** start Records supplied **
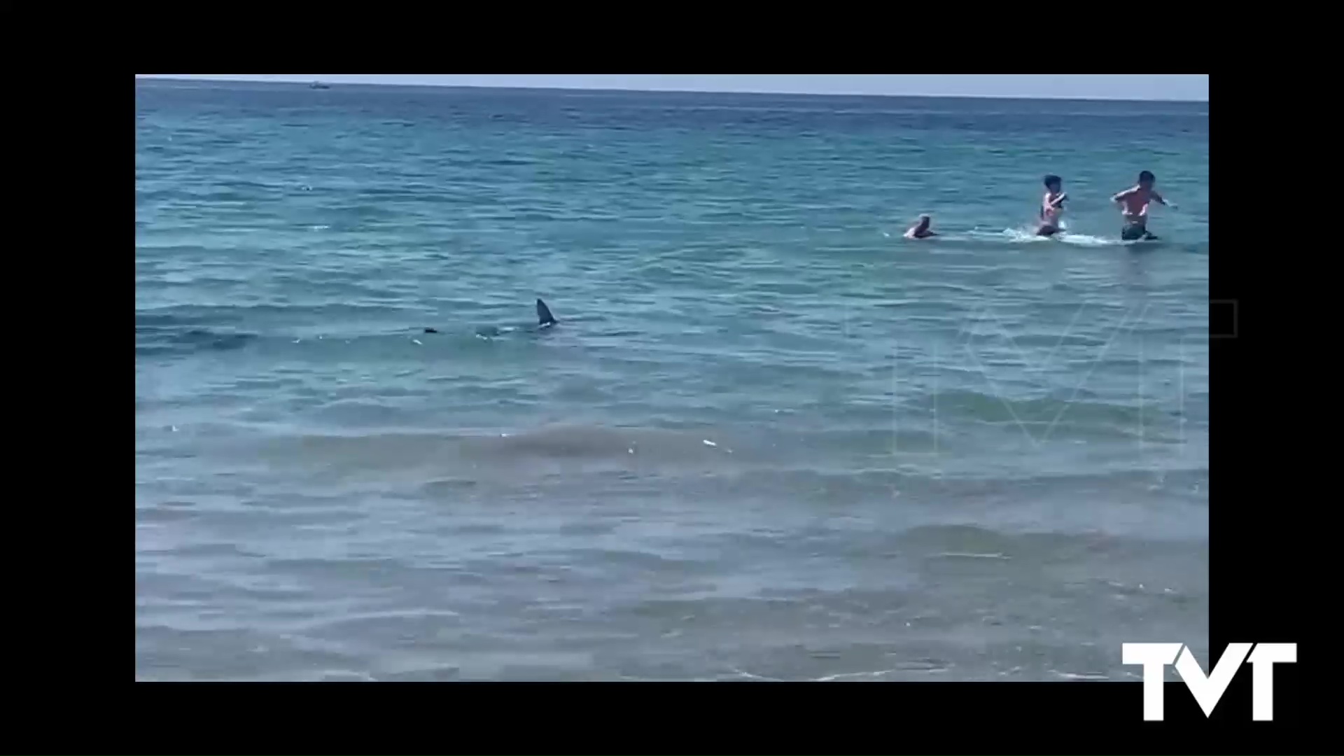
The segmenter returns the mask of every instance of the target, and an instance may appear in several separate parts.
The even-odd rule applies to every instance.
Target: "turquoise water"
[[[136,675],[1133,677],[1207,218],[1207,104],[140,81]]]

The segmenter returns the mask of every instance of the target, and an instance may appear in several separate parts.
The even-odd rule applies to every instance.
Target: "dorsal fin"
[[[538,326],[555,326],[555,316],[551,315],[551,308],[546,307],[546,303],[540,297],[536,300],[536,324]]]

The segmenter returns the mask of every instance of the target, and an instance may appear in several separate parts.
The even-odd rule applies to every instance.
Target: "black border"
** end Records supplied **
**To be done**
Recast the rows above as a JSON list of strings, one string per line and blank lines omitted. Leave out the pictures.

**Answer for the task**
[
  "The segmenter returns the mask of every instance of the target, and an instance may appear in several separate parts.",
  "The even-odd rule applies to every instance.",
  "Target: \"turquoise water\"",
  "[[[136,675],[1133,677],[1207,218],[1207,104],[140,81]]]",
  "The segmenter returns the mask of every instance of the target, and an instance may appear in several separate parts.",
  "The even-odd rule applies to every instance.",
  "Target: \"dorsal fin\"",
  "[[[538,326],[555,326],[555,316],[551,315],[551,308],[546,307],[546,303],[540,297],[536,300],[536,324]]]",
  "The segmenter returns the mask of every instance of the target, and an instance may appear in several separate parts.",
  "The even-odd rule applies to every instance.",
  "Target: \"black border\""
]